Archive for July, 2012

It’s never as it first appears

Thursday, July 26th, 2012

Situations are never as they first appear. This week, my grandson came for a working visit. Grandpa needs some hard work done. Grandson needs a working holiday. Grandpa needs an old sidewalk hammered out and cleaned up. Grandson needs money. Something about wanting a car by the time the driver’s license arrives.
So we start to work on this old busted up sidewalk. Well actually Grandpa with the sore back (really, honestly it’s sore) shows the lad how to break up cement with a sledge hammer. Then the fun begins. We knew it was two layers, that was obvious from the splintered, frost heaved shards. What we didn’t know is that underneath was a layer of broken bricks. The dumpster is really going to fill up fast now.
Same old story, nothing is ever as it first appears.

## Aim A
According to the sidewalk blog post, what does Grandpa need and what does Grandson need? List every item the post states.
## Aim B
Print the passage of the sidewalk blog post from "Archive for July, 2012" up to and including "driver’s license arrives.".
Draw only on the sidewalk blog post as your source.

## Record excerpts
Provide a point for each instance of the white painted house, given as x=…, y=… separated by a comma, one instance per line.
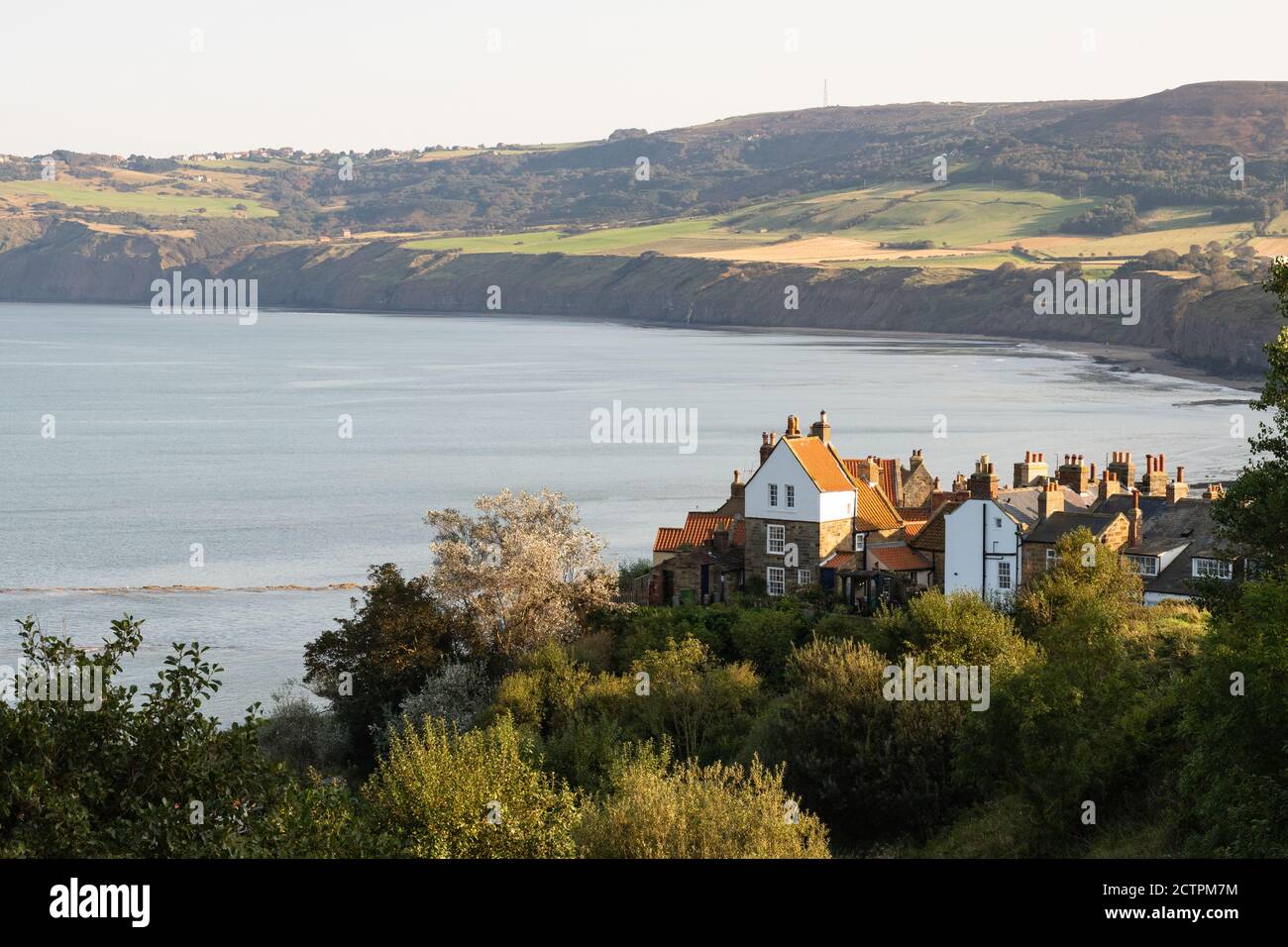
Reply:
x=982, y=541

--

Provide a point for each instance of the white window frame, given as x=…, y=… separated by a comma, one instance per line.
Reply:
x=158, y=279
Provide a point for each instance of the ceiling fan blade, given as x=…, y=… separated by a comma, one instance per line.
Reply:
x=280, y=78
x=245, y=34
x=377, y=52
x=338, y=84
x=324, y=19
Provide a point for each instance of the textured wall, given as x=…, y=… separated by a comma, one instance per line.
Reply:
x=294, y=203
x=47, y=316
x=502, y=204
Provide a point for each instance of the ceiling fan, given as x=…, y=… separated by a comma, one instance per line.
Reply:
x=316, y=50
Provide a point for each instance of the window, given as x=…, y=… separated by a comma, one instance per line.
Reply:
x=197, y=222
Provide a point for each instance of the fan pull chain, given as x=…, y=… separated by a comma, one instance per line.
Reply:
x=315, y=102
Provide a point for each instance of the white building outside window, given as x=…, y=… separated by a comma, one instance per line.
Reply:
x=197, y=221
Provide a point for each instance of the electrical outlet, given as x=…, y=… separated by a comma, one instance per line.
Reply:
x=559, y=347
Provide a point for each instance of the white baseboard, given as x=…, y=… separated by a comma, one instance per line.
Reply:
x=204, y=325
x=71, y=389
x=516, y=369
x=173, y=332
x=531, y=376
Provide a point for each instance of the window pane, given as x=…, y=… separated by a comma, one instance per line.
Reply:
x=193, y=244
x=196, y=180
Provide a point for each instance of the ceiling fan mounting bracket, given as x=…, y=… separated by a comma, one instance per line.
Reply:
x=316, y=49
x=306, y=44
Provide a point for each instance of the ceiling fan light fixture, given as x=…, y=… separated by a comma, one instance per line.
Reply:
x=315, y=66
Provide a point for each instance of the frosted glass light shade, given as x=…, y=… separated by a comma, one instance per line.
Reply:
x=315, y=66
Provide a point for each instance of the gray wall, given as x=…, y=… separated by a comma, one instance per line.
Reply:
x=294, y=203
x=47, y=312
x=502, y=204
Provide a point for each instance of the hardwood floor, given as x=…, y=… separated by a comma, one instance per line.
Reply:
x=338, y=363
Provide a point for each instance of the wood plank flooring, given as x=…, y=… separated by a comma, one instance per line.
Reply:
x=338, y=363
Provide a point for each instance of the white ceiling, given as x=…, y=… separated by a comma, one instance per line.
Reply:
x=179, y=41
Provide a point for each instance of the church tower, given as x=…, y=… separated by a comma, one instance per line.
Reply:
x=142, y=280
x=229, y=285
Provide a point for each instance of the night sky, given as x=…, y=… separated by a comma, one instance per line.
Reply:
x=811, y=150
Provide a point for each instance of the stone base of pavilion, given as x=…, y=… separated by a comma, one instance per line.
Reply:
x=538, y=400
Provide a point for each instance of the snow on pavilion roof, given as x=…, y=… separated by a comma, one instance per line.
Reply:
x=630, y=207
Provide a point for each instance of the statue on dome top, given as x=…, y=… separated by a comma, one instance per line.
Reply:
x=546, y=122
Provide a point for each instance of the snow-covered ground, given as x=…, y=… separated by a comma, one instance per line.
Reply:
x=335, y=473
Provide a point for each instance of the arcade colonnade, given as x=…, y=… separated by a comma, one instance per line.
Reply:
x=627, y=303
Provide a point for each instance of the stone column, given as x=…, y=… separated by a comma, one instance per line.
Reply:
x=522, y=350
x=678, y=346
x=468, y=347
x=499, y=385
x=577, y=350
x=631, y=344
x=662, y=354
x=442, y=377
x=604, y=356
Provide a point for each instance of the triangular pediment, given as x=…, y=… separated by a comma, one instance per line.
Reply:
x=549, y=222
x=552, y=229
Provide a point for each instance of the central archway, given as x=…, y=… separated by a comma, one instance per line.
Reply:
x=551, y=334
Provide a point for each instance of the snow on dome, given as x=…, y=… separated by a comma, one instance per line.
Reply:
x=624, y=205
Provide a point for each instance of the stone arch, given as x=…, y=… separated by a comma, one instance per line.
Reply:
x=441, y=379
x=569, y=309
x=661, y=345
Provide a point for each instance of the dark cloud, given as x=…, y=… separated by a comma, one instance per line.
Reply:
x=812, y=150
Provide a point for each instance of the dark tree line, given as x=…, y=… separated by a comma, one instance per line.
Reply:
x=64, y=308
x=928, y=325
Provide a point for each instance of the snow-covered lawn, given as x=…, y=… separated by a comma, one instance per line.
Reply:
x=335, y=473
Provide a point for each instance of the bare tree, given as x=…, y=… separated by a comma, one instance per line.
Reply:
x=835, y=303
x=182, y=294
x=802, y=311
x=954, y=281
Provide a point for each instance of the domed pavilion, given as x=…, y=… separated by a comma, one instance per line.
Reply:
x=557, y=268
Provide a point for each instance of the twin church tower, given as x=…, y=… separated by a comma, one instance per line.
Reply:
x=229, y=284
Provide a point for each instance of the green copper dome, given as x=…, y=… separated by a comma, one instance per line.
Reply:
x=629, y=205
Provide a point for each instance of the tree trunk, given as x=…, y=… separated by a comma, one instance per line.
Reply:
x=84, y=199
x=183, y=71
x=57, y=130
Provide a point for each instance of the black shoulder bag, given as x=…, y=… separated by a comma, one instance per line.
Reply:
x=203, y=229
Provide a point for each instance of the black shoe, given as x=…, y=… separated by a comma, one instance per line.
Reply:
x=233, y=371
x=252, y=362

...

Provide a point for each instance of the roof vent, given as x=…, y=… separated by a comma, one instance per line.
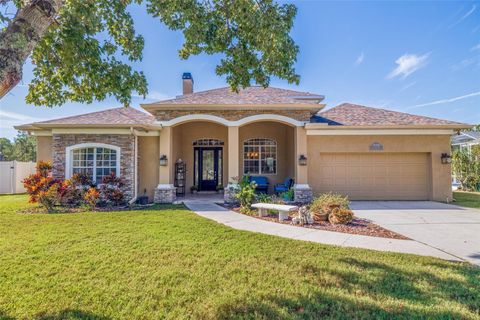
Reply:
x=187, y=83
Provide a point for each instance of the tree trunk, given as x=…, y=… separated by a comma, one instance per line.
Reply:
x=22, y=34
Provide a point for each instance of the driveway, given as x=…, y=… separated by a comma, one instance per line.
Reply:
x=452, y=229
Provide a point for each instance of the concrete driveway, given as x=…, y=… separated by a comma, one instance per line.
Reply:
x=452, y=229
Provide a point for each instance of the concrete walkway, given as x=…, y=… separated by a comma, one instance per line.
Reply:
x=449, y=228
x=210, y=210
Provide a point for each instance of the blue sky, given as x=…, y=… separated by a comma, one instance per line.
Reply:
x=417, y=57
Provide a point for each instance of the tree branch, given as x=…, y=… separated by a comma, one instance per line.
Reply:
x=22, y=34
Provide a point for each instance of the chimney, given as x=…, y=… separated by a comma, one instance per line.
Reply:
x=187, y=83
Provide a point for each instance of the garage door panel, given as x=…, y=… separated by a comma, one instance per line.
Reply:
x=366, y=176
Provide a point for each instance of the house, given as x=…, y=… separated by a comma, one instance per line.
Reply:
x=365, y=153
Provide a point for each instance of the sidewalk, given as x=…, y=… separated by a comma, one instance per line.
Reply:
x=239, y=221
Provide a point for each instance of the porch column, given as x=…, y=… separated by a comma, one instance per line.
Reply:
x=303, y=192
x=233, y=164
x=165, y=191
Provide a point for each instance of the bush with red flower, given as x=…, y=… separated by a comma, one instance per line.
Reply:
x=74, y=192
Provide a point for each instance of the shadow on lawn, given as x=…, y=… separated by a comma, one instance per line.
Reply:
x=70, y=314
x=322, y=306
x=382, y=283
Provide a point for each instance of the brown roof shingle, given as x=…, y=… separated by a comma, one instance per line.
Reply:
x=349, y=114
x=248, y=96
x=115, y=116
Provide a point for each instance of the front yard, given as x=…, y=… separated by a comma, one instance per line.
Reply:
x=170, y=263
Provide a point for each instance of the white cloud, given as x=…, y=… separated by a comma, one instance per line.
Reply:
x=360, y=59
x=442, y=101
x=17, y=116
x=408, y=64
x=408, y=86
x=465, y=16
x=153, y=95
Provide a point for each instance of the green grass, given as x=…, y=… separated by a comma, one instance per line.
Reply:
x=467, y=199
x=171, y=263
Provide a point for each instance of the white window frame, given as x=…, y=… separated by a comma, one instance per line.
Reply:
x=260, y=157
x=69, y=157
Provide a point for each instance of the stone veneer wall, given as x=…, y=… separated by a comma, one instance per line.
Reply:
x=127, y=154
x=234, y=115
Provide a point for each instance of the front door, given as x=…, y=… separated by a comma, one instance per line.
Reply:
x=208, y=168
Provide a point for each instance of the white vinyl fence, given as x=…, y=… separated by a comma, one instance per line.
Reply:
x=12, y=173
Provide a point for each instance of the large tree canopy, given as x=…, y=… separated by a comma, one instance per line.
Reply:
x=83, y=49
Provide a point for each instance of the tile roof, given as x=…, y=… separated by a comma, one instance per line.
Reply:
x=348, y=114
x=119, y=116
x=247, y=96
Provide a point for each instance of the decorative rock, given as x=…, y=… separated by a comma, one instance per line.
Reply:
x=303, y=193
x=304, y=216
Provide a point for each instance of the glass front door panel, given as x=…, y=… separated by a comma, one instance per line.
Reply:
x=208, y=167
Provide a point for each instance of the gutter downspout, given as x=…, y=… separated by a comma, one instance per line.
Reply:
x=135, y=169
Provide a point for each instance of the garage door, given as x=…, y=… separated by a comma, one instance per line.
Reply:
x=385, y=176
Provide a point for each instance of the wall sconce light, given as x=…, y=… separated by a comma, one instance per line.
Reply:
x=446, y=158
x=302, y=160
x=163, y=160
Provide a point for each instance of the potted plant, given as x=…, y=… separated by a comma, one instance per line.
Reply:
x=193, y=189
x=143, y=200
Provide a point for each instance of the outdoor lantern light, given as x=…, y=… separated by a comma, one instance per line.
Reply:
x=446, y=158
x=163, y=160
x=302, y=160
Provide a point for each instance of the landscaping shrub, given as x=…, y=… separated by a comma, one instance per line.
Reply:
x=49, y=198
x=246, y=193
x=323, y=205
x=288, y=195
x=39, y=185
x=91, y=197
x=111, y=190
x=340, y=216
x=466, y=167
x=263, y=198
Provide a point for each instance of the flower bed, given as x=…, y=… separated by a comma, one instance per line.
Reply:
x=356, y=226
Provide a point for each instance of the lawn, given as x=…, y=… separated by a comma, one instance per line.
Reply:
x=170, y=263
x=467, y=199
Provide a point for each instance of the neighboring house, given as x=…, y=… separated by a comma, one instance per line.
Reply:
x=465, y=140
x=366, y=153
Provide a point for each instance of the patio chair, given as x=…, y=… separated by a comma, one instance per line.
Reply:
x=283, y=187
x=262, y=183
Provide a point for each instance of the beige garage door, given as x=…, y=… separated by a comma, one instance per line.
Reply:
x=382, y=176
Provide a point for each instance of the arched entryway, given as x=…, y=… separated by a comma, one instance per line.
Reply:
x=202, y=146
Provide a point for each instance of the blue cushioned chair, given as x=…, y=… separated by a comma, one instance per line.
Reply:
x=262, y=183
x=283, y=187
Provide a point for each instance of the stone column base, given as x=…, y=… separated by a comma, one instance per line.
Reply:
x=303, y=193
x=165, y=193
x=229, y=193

## Written response A
Grandpa needs:
- some hard work done
- an old sidewalk hammered out and cleaned up

Grandson needs:
- a working holiday
- money

## Written response B
Archive for July, 2012

It’s never as it first appears

Thursday, July 26th, 2012

Situations are never as they first appear. This week, my grandson came for a working visit. Grandpa needs some hard work done. Grandson needs a working holiday. Grandpa needs an old sidewalk hammered out and cleaned up. Grandson needs money. Something about wanting a car by the time the driver’s license arrives.